Retype exactly the lines of the material below, from the one containing "negative clicks: (195, 224)" through the last, with both ends kept.
────────────────────────────────────────
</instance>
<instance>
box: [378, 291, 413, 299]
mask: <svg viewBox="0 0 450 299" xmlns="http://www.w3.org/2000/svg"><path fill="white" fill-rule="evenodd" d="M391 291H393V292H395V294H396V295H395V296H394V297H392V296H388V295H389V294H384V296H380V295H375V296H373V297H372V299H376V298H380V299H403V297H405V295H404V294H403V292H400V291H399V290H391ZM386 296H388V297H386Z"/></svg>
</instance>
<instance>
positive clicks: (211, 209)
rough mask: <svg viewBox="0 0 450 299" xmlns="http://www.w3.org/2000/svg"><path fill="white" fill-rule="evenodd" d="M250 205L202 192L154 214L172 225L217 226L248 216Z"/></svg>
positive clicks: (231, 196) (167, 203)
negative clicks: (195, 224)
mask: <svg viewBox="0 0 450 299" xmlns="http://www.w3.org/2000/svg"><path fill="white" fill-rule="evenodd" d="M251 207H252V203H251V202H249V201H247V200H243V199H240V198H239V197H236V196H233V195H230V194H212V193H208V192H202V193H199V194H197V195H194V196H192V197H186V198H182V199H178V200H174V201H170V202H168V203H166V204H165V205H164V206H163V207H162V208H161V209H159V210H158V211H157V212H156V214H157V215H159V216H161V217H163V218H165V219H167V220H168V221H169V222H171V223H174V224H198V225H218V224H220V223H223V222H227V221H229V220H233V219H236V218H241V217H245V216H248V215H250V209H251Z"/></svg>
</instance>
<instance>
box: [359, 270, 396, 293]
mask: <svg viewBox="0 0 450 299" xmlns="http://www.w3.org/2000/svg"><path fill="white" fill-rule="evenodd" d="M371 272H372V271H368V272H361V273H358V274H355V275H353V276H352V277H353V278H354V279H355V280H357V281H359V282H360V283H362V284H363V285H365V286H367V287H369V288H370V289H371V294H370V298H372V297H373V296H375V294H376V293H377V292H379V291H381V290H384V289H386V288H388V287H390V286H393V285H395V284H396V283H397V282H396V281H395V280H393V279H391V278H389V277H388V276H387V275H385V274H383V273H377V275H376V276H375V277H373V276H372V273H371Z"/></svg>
────────────────────────────────────────
TASK RESPONSE:
negative clicks: (195, 224)
mask: <svg viewBox="0 0 450 299" xmlns="http://www.w3.org/2000/svg"><path fill="white" fill-rule="evenodd" d="M251 207H252V203H251V202H249V201H247V200H243V199H240V198H239V197H236V196H233V195H230V194H212V193H208V192H202V193H199V194H197V195H194V196H192V197H186V198H182V199H178V200H174V201H170V202H168V203H166V204H165V205H164V206H163V207H162V208H161V209H159V210H158V211H157V212H156V214H157V215H159V216H161V217H163V218H165V219H167V220H168V221H169V222H171V223H174V224H198V225H218V224H220V223H223V222H227V221H229V220H233V219H236V218H241V217H245V216H248V215H250V209H251Z"/></svg>
</instance>
<instance>
box: [359, 270, 396, 293]
mask: <svg viewBox="0 0 450 299" xmlns="http://www.w3.org/2000/svg"><path fill="white" fill-rule="evenodd" d="M371 272H372V271H368V272H361V273H358V274H355V275H353V276H352V277H353V278H354V279H355V280H357V281H359V282H360V283H362V284H363V285H365V286H367V287H369V288H370V289H371V294H370V298H372V297H373V296H375V294H376V293H377V292H379V291H381V290H384V289H386V288H388V287H390V286H393V285H395V284H396V283H397V282H396V281H395V280H393V279H391V278H389V277H388V276H387V275H385V274H383V273H377V275H376V276H375V277H373V276H372V273H371Z"/></svg>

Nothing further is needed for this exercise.